## START RECORDED DATA

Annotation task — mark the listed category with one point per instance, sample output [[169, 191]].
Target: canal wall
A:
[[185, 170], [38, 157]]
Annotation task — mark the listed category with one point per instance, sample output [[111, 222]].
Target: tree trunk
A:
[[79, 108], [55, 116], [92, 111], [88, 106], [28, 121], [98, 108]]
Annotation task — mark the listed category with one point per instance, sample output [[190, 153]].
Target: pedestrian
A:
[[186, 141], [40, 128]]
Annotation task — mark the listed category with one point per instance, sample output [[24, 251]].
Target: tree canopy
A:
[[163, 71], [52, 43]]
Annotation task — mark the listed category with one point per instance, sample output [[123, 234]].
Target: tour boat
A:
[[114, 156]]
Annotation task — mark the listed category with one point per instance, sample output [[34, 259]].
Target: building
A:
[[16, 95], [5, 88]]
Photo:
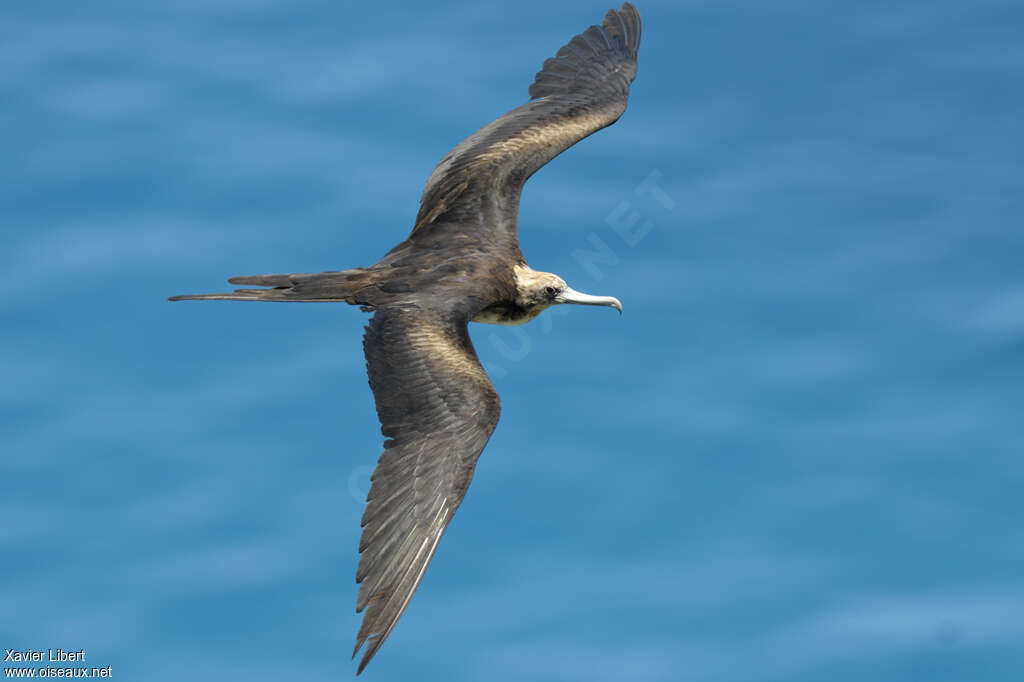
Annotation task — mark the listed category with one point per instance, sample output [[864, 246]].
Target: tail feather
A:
[[264, 280]]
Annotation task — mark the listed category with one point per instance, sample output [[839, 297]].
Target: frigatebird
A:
[[461, 263]]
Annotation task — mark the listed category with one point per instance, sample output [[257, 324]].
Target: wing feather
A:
[[582, 89], [437, 409]]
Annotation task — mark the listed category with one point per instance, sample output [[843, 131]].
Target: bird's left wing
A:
[[437, 409], [579, 91]]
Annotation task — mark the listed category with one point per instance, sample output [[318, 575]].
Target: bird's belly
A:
[[507, 313]]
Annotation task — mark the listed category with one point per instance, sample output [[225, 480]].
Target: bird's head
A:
[[545, 289]]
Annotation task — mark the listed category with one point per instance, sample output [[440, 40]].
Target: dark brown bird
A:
[[461, 263]]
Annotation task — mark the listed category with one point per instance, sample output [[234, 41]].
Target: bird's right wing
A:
[[437, 409], [579, 91]]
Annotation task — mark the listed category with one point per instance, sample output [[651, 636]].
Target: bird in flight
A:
[[461, 263]]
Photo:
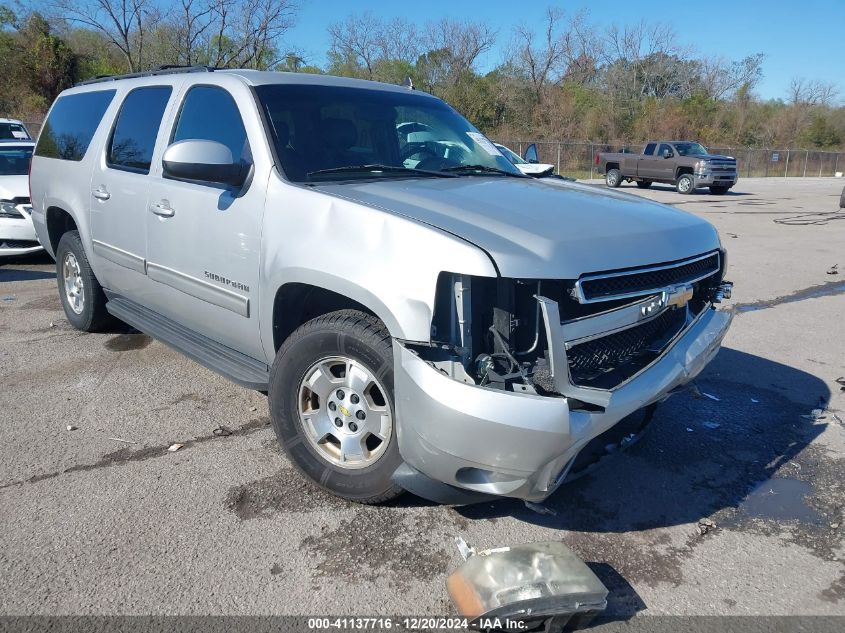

## END RECORDED DATA

:: PROMPT ::
Please list each line of the listing above that contains the word "feather".

:: RESULT FOR THIS TASK ::
Target: tail feather
Target: wing feather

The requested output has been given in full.